ЗАДАНИЯ =>
[a] Кто, согласно источнику о романе Белого «Петербург», придумал окончательное заглавие этого романа?
[b] Перечислите все места, которые в источнике о романе «Петербург» приведены как образы «города бедного».
[c] Изложите суть источника о романе «Петербург» в двух предложениях.

На разных стадиях работы Белый называл свой роман ‘Путники’, ‘Тени’, ‘Злые тени’, ‘Адмиралтейская игла’. Окончательное заглавие придумал его литературный соратник. ‘И кстати сказать: ‘Петербург’, то заглавие романа придумал не я, а Иванов: роман назвал я ‘Лакированною каретою’, но Иванов доказывал мне, что название не соответствует ‘поэме’ о Петербурге, да, да: Петербург в ней — единственный, главный герой, стало быть, пусть роман называется ‘Петербургом’, заглавие мне казалося претенциозным и важным, В. И. Иванов меня убедил так называть мой роман’ (‘Воспоминания о Блоке’).
Вяч. Иванов практически повторял слова Белинского о поэме ‘Медный всадник’, на которую ориентировался и сам Белый: ‘Настоящий герой ее — Петербург’. Он почувствовал смену художественной доминанты: от человека — к городу, пространственному образу, притягательному, пугающему, неуловимому.
Белый точно воспроизводит структуру пушкинско-гоголевско-достоевского петербургского текста, ставшего петербургским мифом.
Вот ‘город пышный’ — холодный громадный дом сенатора, департамент с золочеными лестницами, обманный Невский.
Вот ‘город бедный’ — каморка Дудкина на Васильевском, грязный трактир, дачный домик с тараканами, где Дудкин убивает Липпанченко.

ВЫДЕРЖКИ ИЗ ЗАПИСЕЙ =>
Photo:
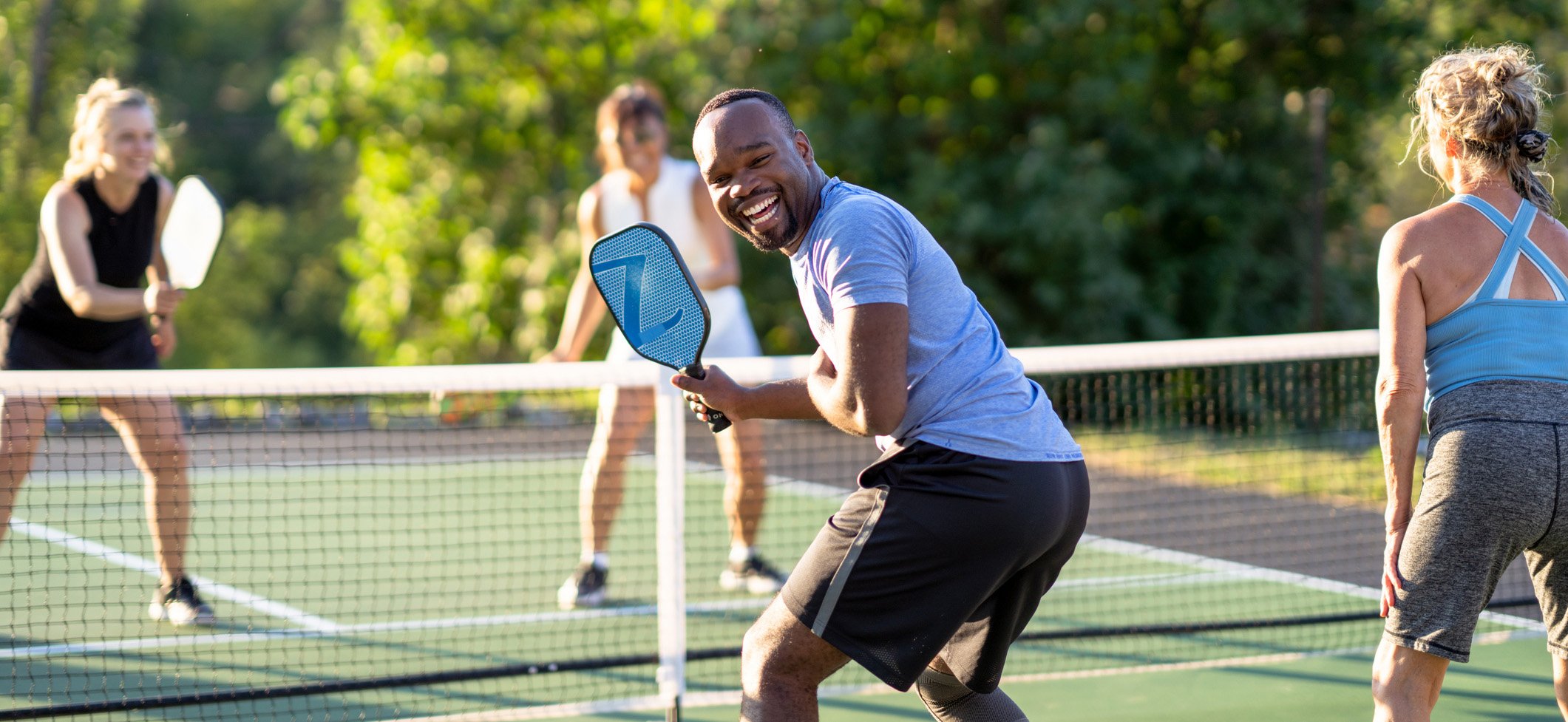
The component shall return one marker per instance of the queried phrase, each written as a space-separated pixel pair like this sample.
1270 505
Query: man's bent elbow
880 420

---

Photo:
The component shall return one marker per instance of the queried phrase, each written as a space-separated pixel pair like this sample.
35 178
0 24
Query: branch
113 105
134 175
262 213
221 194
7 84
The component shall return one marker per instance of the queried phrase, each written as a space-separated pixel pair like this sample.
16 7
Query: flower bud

ОТВЕТЫ ПО ЗАДАНИЯМ =>
[a] В. И. Иванов.

[b] Каморка Дудкина на Васильевском, грязный трактир, дачный домик с тараканами.

[c] Белый перебирал для романа разные названия, а заглавие «Петербург» предложил В. И. Иванов, считавший главным героем произведения сам город. Белый воспроизводит структуру петербургского текста Пушкина, Гоголя и Достоевского, противопоставляя «город пышный» и «город бедный».